= What is expected =
Express every one of these records as a two-column CSV with columns named input and output. Give one row per record, with its text and its answer each in a single double-quoted field and line breaks replaced by spaces.

(Dataset excerpt)
——

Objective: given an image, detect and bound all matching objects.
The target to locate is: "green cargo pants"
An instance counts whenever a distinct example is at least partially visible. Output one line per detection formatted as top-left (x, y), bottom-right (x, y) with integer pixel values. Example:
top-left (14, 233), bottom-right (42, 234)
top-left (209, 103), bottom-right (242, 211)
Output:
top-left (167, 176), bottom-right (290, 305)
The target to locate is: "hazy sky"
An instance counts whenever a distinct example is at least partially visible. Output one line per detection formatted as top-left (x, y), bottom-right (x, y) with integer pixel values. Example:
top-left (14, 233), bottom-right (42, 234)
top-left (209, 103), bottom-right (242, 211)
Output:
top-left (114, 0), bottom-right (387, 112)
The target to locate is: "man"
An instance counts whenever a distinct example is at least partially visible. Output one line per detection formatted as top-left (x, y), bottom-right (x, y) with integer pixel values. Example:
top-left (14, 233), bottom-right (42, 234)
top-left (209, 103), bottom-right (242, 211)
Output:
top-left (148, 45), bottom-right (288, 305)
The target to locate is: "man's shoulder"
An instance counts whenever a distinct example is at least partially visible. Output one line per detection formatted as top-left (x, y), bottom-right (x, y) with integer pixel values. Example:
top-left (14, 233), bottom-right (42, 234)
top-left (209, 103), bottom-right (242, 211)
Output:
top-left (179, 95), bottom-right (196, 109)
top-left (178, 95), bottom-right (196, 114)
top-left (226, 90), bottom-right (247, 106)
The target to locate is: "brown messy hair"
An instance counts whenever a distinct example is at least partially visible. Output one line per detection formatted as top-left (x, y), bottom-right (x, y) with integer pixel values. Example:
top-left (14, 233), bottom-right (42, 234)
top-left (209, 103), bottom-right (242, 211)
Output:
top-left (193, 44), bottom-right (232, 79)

——

= Output for this task =
input,output
"Objective: given an image, detect and bound all matching objects. The target to locate is: ""green cargo pants"" An instance counts whenever a distinct example is at least partially visible. Output one line per detection formatted as top-left (x, y), bottom-right (x, y) with integer pixel values. Example: top-left (14, 233), bottom-right (42, 234) top-left (209, 103), bottom-right (242, 211) Output:","top-left (167, 176), bottom-right (290, 305)"
"The target to locate is: ""hazy sky"" An instance counts whenever a distinct example is at least partially visible. Output one line per detection formatted as top-left (x, y), bottom-right (x, y) with integer pixel values. Example: top-left (14, 233), bottom-right (42, 234) top-left (209, 103), bottom-right (242, 211) Output:","top-left (114, 0), bottom-right (387, 112)"
"The target to locate is: ""man"" An instance counts whenever a distinct example is at least partially visible. Output one line per detection formatted as top-left (x, y), bottom-right (x, y) with integer pixel values. Example: top-left (14, 233), bottom-right (42, 234) top-left (209, 103), bottom-right (242, 211) Output:","top-left (148, 45), bottom-right (288, 305)"
"The target to locate is: ""man's shoulder"" An instance counts whenever a distinct example is at least partially visible. Output one line per detection formatted as top-left (x, y), bottom-right (x, y) with integer pixel values. Example: top-left (14, 233), bottom-right (42, 234) top-left (209, 103), bottom-right (242, 211) Output:","top-left (179, 95), bottom-right (196, 109) top-left (178, 95), bottom-right (196, 114) top-left (226, 90), bottom-right (247, 106)"
"The target to locate is: ""brown messy hair"" An instance counts whenever a distinct example is at least partially visible. Output one line per detection formatted as top-left (x, y), bottom-right (x, y) with integer pixel values. Example: top-left (14, 233), bottom-right (42, 234) top-left (209, 103), bottom-right (242, 211) Output:","top-left (193, 44), bottom-right (232, 79)"